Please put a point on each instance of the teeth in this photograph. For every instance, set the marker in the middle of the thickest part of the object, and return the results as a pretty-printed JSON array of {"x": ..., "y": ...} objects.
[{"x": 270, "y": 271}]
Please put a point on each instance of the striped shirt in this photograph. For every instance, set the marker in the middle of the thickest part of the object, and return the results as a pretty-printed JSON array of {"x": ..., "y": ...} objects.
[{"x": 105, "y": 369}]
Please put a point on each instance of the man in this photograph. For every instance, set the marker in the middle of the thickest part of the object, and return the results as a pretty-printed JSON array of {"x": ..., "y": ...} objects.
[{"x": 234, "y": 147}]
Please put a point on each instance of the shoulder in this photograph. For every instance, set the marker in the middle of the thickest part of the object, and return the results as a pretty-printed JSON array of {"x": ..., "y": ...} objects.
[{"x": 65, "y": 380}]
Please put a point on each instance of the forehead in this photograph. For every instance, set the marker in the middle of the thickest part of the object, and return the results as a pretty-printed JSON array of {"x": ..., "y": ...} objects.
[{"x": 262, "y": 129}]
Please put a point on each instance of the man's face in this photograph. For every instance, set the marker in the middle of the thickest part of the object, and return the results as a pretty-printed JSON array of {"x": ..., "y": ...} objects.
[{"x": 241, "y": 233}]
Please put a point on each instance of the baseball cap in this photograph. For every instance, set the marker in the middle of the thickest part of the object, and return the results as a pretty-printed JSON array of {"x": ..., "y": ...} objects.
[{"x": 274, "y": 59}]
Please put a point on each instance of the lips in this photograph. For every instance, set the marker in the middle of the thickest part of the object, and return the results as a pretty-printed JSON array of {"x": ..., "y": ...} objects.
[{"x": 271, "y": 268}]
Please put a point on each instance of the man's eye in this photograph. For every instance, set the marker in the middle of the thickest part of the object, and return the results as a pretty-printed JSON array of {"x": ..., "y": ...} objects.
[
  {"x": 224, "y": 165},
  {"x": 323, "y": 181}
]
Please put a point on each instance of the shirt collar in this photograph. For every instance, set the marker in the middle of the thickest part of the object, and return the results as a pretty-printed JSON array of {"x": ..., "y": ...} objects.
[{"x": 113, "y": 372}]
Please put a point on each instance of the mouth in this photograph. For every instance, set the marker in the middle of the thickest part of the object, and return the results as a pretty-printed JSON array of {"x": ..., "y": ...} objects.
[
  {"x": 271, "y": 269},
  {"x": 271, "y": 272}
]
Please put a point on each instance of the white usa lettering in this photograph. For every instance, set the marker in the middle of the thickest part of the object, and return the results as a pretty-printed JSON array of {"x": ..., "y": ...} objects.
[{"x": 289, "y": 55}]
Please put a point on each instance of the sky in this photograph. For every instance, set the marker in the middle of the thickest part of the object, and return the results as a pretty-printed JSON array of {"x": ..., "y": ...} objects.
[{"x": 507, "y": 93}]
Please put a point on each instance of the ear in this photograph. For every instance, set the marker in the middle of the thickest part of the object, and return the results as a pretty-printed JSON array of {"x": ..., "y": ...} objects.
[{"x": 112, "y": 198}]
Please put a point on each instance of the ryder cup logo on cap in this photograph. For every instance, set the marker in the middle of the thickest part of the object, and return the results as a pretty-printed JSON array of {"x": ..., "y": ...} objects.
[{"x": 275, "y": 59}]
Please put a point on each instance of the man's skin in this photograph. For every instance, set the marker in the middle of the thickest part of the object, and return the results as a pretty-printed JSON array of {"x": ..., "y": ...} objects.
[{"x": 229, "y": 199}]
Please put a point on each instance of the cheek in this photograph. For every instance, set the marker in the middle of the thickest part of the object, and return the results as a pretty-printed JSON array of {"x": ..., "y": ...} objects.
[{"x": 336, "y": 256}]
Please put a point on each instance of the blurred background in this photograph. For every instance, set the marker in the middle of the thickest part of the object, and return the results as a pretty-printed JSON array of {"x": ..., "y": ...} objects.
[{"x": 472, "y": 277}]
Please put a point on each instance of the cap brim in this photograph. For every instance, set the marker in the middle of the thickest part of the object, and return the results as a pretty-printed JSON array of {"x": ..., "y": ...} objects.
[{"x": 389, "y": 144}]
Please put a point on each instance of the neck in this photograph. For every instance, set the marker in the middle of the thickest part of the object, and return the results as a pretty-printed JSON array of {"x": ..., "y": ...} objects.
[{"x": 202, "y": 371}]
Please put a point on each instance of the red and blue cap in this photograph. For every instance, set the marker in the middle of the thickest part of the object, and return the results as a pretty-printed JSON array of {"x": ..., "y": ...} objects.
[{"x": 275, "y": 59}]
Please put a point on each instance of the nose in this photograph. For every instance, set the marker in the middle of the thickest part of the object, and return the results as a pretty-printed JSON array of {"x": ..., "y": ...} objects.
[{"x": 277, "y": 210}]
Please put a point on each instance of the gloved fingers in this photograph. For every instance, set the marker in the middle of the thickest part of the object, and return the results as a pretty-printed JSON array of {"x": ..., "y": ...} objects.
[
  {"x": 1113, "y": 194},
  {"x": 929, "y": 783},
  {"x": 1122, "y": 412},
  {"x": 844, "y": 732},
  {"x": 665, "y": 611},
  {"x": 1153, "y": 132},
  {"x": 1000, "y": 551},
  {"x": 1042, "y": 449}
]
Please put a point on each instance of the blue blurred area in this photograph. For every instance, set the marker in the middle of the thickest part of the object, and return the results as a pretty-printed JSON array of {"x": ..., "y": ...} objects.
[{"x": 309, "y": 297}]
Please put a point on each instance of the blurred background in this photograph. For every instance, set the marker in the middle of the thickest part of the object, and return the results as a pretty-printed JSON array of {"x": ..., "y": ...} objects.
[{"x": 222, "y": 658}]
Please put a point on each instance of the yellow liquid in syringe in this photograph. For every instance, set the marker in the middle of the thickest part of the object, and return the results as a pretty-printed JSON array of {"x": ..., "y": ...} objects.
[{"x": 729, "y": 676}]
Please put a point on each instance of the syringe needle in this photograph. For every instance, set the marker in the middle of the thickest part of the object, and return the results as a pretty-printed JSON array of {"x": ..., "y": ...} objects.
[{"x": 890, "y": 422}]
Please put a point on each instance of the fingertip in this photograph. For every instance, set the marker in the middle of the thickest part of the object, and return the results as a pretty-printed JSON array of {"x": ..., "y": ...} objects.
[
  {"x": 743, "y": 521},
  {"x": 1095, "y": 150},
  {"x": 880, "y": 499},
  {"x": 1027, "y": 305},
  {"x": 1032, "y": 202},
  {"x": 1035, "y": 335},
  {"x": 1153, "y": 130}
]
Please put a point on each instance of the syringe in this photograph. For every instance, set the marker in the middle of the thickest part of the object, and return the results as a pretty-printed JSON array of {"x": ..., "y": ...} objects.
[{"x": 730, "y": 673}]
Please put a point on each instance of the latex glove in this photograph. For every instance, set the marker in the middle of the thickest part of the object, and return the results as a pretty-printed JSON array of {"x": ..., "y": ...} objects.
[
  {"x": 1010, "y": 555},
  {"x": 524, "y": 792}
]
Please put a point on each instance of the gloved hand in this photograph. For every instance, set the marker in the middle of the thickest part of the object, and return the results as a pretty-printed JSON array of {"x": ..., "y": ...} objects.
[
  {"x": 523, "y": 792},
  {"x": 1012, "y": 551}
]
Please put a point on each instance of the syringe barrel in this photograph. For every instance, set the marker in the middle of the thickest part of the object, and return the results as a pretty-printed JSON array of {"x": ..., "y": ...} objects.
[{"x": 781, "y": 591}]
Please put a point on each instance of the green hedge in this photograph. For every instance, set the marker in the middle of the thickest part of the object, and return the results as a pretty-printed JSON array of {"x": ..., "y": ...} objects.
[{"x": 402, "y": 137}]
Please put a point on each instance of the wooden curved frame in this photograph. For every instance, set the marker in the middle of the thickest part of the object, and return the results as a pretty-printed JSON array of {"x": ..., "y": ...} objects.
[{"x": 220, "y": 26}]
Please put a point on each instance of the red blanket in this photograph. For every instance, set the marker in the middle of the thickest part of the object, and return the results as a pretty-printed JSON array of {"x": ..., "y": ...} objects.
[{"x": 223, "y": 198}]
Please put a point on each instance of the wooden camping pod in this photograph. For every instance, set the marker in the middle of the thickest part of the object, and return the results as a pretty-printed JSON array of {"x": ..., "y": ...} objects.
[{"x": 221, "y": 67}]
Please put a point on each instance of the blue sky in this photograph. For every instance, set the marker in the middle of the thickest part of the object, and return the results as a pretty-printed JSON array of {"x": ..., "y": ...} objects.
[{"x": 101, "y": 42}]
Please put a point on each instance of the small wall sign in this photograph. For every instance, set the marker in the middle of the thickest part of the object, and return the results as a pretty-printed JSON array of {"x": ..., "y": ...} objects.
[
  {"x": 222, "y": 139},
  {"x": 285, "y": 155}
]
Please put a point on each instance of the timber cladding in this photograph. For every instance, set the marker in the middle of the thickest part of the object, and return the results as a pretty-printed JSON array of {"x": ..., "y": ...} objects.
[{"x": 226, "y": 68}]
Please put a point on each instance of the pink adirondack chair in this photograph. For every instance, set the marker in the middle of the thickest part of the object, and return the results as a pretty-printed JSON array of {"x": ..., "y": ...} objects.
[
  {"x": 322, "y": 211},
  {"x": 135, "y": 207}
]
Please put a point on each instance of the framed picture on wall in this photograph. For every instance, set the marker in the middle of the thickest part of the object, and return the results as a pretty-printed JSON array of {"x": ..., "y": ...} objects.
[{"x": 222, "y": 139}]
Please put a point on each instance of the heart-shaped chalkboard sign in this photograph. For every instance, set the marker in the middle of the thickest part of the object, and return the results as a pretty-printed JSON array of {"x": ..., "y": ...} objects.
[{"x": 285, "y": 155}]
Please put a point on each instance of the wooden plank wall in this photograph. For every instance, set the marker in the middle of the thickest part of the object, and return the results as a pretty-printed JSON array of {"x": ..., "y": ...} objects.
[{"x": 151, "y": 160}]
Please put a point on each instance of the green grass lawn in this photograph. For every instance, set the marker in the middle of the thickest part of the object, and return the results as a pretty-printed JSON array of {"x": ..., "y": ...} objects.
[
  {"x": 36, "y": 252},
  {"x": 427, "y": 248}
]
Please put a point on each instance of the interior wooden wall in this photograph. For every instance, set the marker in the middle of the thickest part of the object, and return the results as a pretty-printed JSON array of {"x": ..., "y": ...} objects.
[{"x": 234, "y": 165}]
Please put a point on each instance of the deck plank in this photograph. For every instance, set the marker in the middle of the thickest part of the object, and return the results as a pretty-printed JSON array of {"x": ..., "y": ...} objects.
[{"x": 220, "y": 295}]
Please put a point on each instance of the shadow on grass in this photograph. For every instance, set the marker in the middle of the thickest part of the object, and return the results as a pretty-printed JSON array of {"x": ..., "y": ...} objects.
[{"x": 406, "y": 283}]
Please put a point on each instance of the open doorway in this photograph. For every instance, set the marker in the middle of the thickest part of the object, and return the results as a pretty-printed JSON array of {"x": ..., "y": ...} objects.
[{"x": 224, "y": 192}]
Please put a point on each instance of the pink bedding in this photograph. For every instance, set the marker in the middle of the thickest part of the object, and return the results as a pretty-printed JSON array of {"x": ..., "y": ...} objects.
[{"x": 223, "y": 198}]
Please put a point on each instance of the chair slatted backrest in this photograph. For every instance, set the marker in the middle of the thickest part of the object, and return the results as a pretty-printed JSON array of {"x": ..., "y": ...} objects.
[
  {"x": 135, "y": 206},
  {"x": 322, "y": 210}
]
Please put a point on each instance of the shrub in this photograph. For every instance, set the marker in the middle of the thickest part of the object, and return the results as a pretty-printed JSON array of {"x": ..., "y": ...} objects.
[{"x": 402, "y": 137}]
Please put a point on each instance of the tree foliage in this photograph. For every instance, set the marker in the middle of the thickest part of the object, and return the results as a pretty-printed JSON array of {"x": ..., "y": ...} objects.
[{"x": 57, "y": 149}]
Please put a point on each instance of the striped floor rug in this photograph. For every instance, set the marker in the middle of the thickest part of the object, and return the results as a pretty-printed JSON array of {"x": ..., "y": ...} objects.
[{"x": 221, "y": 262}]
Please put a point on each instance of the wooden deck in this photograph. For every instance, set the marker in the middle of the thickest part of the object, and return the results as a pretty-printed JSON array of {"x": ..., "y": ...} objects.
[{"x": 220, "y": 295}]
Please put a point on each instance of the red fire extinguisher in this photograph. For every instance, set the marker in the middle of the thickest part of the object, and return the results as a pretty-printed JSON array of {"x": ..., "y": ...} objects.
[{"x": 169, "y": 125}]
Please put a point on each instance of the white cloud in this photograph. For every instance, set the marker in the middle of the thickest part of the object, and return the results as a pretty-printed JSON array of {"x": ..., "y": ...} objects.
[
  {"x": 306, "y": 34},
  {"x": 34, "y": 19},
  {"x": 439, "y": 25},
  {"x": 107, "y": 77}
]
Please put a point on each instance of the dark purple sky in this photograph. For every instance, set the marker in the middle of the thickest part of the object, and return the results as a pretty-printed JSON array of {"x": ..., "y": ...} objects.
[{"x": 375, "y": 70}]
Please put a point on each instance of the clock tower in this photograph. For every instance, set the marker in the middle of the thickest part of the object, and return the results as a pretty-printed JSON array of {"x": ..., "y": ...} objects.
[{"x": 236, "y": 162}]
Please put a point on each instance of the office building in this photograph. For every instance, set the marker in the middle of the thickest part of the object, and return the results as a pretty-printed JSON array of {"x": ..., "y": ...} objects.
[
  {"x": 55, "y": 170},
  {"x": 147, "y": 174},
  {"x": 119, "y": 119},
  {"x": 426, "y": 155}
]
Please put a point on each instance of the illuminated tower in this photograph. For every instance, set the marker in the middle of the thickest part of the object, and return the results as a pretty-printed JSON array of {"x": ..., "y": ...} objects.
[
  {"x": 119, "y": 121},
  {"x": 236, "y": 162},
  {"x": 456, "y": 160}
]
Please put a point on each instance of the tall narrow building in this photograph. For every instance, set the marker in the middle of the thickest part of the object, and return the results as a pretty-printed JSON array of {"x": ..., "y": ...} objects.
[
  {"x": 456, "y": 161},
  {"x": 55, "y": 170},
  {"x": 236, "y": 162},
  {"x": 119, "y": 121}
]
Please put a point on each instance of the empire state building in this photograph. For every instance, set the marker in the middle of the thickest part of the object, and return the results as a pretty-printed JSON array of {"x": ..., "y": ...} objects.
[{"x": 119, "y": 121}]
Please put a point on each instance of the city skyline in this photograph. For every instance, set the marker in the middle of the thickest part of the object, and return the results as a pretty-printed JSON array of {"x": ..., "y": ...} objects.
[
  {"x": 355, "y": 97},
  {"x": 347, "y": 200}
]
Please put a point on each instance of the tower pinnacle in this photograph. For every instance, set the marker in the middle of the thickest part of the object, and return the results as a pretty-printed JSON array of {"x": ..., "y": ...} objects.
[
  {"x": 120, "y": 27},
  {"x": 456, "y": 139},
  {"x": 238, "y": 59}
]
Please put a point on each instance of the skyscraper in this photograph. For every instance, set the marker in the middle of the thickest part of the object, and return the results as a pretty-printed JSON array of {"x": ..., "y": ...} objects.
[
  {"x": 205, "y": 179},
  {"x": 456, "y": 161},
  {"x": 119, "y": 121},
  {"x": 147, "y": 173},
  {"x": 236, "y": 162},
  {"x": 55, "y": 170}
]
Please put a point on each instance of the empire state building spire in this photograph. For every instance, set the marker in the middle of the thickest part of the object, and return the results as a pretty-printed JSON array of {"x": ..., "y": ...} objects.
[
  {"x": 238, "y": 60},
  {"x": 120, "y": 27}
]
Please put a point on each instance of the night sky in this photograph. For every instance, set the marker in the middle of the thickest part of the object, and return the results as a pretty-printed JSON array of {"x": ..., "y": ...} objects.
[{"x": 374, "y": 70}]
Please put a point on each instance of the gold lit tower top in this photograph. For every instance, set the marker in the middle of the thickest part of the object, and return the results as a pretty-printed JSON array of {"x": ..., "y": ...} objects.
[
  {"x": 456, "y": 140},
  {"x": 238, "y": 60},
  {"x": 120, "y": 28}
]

========

■ What you need to do ■
Using the material above, reproduce exactly the line that contains "Please put a point on each instance of the tower" and all lines after it through the last one, and only those.

■ Output below ■
Please put a point on each instance of the tower pinnacle in this photograph. For every instance, set the marker in the middle of the thickest part of the object, and return the results as a pretty-printed JSON array of {"x": ..., "y": ...} objects.
[
  {"x": 120, "y": 27},
  {"x": 456, "y": 139},
  {"x": 238, "y": 59}
]
Please put a point on each instance of the skyscraper in this photograph. For every instance, set the marker in the middle of the thickest part of the object, and return the results as a pretty-printed JSON array of {"x": ..., "y": ...} objects.
[
  {"x": 205, "y": 179},
  {"x": 456, "y": 161},
  {"x": 119, "y": 121},
  {"x": 147, "y": 173},
  {"x": 236, "y": 162},
  {"x": 55, "y": 170}
]
Please put a point on each instance of the empire state building spire in this photograph. For every instance, set the marker in the middle of the thickest part of the object, and return the results as a pretty-printed JSON array of {"x": ..., "y": ...} objects.
[
  {"x": 238, "y": 60},
  {"x": 120, "y": 27}
]
Please put a point on each instance of the night sky in this photograph. For every instance, set the marker in the middle of the thickest part of the object, and return the results as a pretty-printed JSON array of {"x": ..., "y": ...} objects.
[{"x": 374, "y": 70}]
Please put a point on each instance of the gold lit tower top in this photograph. For every instance, set the marker in the middle of the thickest part of the object, and return the results as a pretty-printed JSON array of {"x": ..., "y": ...} objects.
[
  {"x": 456, "y": 140},
  {"x": 238, "y": 60},
  {"x": 120, "y": 28}
]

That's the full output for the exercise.